**** Data for this exercise

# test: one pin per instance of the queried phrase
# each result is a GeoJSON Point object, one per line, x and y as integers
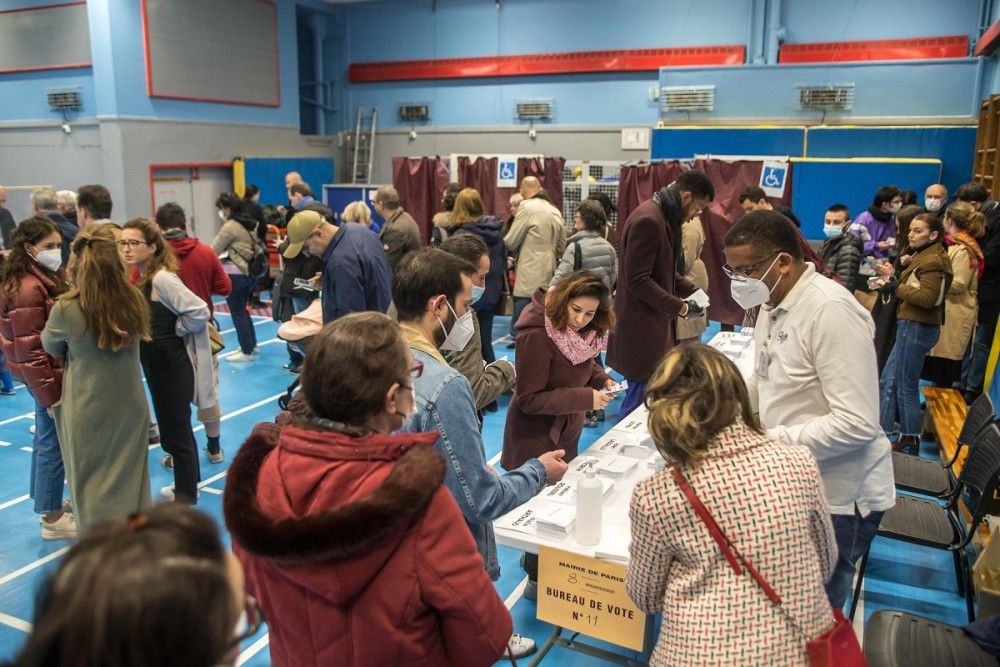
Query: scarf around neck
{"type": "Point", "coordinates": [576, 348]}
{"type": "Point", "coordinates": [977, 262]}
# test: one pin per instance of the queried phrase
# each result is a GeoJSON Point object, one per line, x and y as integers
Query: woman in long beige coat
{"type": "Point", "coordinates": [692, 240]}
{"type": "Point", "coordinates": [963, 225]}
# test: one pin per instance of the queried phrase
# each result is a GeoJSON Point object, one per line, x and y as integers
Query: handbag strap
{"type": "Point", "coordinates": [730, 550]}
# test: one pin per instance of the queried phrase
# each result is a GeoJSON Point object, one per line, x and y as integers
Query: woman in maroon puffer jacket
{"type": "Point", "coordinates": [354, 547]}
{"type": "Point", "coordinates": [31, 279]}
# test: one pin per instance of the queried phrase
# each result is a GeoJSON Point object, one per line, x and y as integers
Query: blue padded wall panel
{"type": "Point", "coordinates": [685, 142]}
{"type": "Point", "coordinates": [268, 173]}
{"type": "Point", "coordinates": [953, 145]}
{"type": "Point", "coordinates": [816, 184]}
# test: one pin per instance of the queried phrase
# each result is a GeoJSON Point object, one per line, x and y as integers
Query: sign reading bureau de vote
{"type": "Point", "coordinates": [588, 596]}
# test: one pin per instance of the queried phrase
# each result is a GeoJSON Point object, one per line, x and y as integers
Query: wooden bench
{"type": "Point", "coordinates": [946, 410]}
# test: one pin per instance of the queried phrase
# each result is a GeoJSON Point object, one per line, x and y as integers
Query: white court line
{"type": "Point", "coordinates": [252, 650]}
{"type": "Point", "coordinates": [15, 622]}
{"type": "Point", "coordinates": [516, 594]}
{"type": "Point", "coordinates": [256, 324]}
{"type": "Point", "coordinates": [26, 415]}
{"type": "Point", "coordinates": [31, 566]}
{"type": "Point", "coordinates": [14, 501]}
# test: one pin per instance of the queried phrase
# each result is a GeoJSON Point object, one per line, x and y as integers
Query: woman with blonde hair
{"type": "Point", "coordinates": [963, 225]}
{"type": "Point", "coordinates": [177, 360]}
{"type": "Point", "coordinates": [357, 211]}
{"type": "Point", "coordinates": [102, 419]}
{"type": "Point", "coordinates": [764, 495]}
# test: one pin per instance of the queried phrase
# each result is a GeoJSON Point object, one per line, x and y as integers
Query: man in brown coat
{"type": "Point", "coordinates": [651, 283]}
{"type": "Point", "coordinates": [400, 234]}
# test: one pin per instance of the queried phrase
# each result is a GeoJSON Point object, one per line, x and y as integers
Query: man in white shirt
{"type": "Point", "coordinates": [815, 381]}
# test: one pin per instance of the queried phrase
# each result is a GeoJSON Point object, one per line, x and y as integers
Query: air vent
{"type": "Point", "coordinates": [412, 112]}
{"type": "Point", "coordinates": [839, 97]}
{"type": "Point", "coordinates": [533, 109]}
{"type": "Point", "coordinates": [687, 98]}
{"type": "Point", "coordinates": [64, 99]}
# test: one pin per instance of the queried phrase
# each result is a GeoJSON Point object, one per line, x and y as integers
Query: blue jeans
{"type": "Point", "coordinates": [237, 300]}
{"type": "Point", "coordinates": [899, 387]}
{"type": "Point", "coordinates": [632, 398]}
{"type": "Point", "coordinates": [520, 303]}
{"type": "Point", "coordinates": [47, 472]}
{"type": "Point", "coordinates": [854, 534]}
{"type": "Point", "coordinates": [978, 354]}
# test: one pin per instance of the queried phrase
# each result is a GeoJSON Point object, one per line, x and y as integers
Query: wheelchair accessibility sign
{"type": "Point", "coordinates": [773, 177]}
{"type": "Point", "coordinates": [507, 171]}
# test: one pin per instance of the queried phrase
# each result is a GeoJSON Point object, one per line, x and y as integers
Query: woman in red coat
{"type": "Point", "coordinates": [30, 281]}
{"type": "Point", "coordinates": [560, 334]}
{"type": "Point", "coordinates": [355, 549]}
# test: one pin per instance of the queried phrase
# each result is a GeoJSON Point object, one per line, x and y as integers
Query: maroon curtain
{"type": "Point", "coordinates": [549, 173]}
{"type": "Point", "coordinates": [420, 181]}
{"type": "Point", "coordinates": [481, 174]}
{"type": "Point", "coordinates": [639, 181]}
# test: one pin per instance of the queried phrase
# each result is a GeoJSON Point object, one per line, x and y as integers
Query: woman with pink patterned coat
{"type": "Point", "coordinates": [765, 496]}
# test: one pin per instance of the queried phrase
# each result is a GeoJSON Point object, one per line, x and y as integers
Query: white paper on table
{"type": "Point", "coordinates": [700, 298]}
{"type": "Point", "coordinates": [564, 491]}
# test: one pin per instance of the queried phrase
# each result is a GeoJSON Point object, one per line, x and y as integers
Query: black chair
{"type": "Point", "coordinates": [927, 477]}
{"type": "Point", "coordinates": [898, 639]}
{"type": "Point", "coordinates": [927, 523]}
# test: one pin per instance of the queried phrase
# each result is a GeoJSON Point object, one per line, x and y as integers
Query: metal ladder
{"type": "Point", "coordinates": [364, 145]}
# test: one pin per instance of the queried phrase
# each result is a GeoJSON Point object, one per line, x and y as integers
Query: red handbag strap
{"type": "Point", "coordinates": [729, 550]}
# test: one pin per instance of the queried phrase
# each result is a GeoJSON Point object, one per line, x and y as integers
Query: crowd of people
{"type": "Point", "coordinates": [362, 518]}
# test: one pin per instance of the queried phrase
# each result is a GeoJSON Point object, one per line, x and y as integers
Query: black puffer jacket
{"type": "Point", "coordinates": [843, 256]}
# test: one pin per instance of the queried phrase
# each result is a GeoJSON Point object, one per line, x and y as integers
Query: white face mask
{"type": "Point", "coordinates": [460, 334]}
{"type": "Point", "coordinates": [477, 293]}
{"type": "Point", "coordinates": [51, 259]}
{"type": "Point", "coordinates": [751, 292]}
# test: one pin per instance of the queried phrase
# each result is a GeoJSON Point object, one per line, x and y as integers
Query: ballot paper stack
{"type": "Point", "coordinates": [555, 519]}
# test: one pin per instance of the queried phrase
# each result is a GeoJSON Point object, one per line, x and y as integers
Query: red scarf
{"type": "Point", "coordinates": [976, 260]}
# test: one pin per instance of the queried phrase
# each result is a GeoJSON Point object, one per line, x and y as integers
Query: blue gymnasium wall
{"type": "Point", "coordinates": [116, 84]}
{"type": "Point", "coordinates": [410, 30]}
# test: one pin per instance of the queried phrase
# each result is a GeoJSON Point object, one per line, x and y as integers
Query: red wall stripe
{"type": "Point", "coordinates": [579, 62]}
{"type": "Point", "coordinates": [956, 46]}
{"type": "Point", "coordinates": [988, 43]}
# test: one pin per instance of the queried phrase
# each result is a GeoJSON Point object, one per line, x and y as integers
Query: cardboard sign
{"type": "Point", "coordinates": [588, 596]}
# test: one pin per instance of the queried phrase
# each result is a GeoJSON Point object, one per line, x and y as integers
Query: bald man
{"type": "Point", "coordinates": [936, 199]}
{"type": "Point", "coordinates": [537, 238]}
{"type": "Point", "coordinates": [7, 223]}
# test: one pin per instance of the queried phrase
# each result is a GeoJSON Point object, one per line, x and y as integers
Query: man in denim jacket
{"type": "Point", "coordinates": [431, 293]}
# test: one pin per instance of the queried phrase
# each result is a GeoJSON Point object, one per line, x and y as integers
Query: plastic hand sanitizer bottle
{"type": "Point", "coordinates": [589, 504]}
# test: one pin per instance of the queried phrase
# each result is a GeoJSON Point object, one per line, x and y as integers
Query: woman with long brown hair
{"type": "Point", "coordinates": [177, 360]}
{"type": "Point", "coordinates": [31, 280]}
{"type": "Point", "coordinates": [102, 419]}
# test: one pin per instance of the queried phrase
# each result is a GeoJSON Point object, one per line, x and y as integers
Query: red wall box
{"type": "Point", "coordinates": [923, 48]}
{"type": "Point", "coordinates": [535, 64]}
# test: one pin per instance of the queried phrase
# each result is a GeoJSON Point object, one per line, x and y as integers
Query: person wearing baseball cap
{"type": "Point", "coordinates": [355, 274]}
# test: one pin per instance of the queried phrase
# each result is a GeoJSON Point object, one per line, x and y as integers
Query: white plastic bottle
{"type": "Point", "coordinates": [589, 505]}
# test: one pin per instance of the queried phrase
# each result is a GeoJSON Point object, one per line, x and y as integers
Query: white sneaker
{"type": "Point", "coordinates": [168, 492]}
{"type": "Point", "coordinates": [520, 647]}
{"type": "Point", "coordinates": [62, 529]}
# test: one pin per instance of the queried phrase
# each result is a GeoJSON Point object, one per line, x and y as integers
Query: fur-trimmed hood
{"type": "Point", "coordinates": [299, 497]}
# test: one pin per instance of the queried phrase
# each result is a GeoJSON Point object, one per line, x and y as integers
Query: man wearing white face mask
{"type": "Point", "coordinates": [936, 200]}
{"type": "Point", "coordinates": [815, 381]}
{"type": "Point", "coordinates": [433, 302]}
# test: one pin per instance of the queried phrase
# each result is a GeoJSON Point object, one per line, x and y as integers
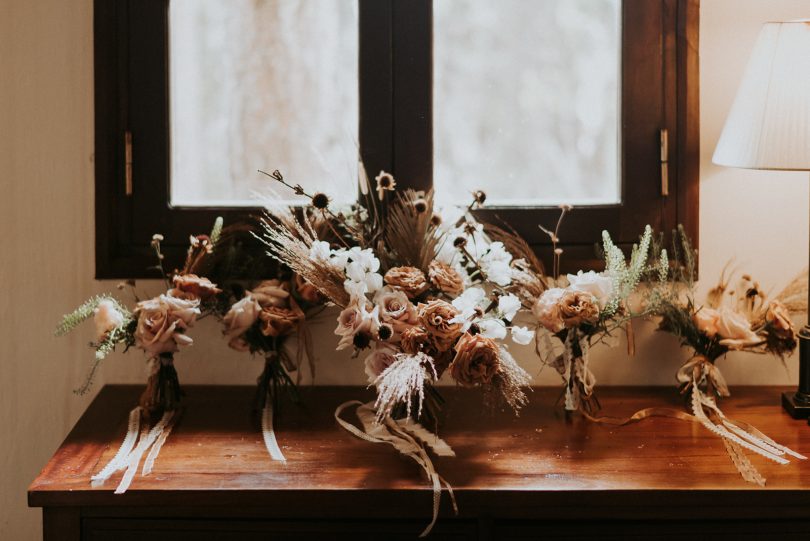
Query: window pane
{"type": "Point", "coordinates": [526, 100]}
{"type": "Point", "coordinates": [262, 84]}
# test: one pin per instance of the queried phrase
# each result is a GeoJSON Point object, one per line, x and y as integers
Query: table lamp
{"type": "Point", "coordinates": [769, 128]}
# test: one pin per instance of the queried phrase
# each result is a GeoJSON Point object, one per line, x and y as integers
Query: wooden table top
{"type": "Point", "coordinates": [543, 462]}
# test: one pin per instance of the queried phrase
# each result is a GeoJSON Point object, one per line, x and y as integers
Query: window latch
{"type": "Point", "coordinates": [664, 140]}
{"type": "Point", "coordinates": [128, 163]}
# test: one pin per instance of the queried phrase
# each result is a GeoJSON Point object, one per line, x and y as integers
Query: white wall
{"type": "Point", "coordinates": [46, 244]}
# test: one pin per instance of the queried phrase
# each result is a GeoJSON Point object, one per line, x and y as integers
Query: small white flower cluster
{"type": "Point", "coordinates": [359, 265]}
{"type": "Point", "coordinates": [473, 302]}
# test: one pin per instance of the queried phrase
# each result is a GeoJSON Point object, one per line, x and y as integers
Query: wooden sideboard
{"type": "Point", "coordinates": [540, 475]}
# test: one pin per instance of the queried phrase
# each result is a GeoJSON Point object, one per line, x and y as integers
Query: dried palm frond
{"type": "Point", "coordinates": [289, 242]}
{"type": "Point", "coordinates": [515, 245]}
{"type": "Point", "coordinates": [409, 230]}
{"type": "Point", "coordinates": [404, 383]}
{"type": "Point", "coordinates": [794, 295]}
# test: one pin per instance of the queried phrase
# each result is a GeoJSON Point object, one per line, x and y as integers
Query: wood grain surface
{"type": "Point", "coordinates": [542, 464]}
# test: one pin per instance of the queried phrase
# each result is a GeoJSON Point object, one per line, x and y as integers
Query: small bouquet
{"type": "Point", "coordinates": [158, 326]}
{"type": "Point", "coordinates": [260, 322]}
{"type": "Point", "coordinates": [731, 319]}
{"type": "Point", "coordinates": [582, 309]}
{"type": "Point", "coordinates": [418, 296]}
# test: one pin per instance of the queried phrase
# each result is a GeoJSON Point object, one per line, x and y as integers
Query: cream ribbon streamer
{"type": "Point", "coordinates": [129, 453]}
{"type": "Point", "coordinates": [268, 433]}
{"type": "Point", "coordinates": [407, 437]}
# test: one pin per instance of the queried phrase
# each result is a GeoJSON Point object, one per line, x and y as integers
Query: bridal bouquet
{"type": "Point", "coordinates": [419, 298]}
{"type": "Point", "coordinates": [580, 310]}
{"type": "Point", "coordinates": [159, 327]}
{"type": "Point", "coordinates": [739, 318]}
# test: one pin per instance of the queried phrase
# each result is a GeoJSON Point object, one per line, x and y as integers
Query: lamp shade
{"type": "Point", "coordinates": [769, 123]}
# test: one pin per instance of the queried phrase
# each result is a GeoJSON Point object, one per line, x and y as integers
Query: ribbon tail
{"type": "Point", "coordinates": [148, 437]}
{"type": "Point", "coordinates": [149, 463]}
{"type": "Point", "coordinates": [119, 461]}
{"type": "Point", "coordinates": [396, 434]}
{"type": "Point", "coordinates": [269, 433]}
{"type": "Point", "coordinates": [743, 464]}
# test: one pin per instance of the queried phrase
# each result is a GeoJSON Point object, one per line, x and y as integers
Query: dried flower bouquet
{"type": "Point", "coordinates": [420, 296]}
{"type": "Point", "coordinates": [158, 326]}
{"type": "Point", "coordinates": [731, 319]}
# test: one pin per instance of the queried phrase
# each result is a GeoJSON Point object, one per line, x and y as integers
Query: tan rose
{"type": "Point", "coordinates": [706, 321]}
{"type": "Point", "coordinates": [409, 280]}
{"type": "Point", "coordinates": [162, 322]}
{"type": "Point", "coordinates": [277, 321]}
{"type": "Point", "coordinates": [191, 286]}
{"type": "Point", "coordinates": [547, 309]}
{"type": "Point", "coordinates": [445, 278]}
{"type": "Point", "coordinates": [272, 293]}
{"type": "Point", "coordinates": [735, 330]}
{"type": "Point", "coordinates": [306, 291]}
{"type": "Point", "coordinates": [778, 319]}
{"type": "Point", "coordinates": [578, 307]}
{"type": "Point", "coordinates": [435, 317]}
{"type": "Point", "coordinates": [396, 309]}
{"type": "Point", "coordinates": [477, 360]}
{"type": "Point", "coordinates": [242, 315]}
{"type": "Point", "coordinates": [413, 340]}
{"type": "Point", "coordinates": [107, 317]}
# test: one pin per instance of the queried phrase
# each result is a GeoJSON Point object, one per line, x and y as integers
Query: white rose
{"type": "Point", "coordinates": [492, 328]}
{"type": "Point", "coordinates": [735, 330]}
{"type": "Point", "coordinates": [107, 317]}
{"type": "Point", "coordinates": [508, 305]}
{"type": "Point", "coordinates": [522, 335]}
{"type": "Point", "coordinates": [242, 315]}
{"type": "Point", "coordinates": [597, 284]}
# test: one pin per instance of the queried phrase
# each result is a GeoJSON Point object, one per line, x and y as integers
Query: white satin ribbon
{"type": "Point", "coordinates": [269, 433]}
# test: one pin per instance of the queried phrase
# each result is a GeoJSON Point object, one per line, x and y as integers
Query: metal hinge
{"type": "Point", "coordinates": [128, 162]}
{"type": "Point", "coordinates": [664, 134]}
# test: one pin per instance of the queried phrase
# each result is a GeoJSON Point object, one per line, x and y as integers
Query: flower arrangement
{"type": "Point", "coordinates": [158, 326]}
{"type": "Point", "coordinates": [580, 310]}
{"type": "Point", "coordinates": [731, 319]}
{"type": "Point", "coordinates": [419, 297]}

********

Directions: Find every line in the items above that contains the word "wall", matching case, and copy each one.

Answer for this exercise:
Query: blue padded wall panel
Query: blue gymnasium wall
Query: red wall stripe
Query: red wall box
Query: white wall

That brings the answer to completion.